EXTRACTED TEXT:

****

1. The Morse pair potential#

For a pair at separation r with contact distance sigma = r_i + r_j, the Morse energy is

U(r) = epsilon * ((1 - exp(-alpha (r - sigma)))^2 - 1) * S(r)

a well of depth epsilon and width set by alpha, minimized exactly at r = sigma. S(r) is a smooth multiplicative cutoff (the jax-md form) that switches the interaction off between r_onset_frac * sigma and r_cutoff_frac * sigma, so the cutoff is size-relative and the energy stays continuous. Let's plot the energy and the pair force F = -U'(r) for a unit contact distance.

pot = Morse()  # defaults: epsilon=3.0, alpha=2.8, r_onset_frac=1.5, r_cutoff_frac=2.5
sigma, eps, alpha = 1.0, pot.epsilon, pot.alpha

r = jnp.linspace(0.55, 3.0, 500)
U = jax.vmap(lambda rr: pot.pair_energy(rr, sigma, eps, alpha))(r)
F = -jax.vmap(jax.grad(lambda rr: pot.pair_energy(rr, sigma, eps, alpha)))(r)

fig, (a0, a1) = plt.subplots(1, 2, figsize=(11, 4))
a0.plot(r, U, color='tab:blue')
a0.axhline(0, color='0.7', lw=0.8)

****

GIVEN DATA:
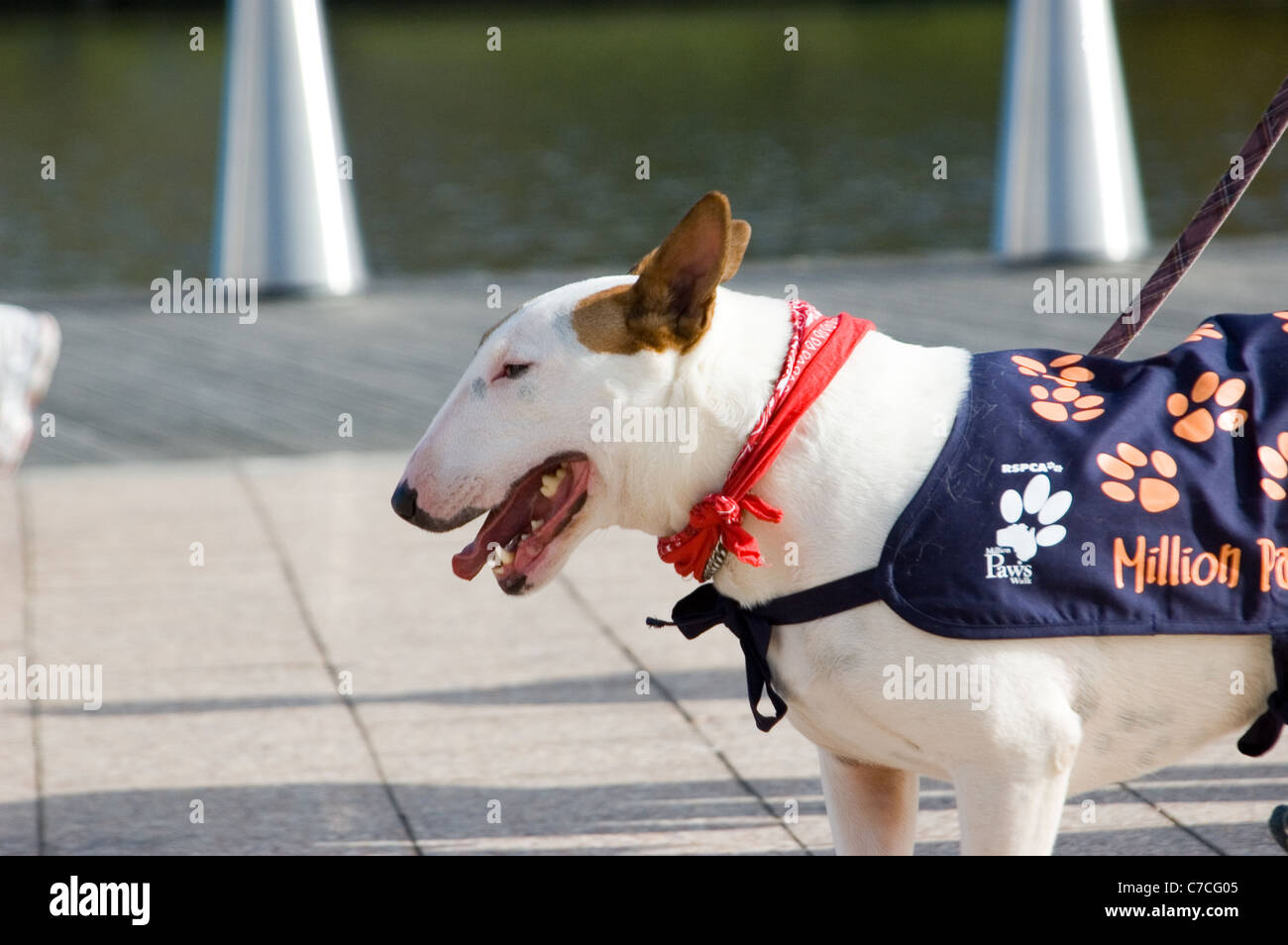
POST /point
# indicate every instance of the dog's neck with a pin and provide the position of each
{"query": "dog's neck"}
(851, 465)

****

TO DO:
1. In the Morse pair potential text, at what separation is the energy minimized?
2. For each statement, decide whether it agrees with the Morse pair potential text, answering yes or no and quoting the words of the text that settle it: (a) The cutoff scales with the contact distance. (b) The default value of epsilon is 2.8. (c) The contact distance sigma is the sum of r_i and r_j.
3. Write the next part of the Morse pair potential text, starting after its last line.
The listing has no connection to the text on the Morse pair potential.

REPLIES:
1. Exactly at r = sigma.

2.
(a) Yes: "so the cutoff is size-relative."
(b) No: "epsilon=3.0."
(c) Yes: "sigma = r_i + r_j."

3.
a0.axvline(sigma, color='tab:green', ls=':', label='sigma (contact / well)')
a0.axvline(pot.r_onset_frac * sigma, color='tab:orange', ls='--', label='cutoff onset')
a0.axvline(pot.r_cutoff_frac * sigma, color='tab:red', ls='--', label='cutoff end')
a0.set(xlabel='separation r', ylabel='U(r)', title='Morse energy')
a0.legend(fontsize=8)

a1.plot(r, F, color='tab:purple')
a1.axhline(0, color='0.7', lw=0.8)
a1.axvline(sigma, color='tab:green', ls=':')
a1.set(xlabel='separation r', ylabel='F(r) = -U\'(r)', title='Morse pair force')
a1.annotate('repulsion (F>0)', (0.62, F[0] * 0.5), fontsize=8)
a1.annotate('attraction (F<0)', (1.35, F.min() * 0.6), fontsize=8)
fig.tight_layout()
plt.show()

print('well minimum near r =', float(r[jnp.argmin(U)]), '(sigma =', sigma, ')')

img

well minimum near r = 1.0017034068136272 (sigma = 1.0 )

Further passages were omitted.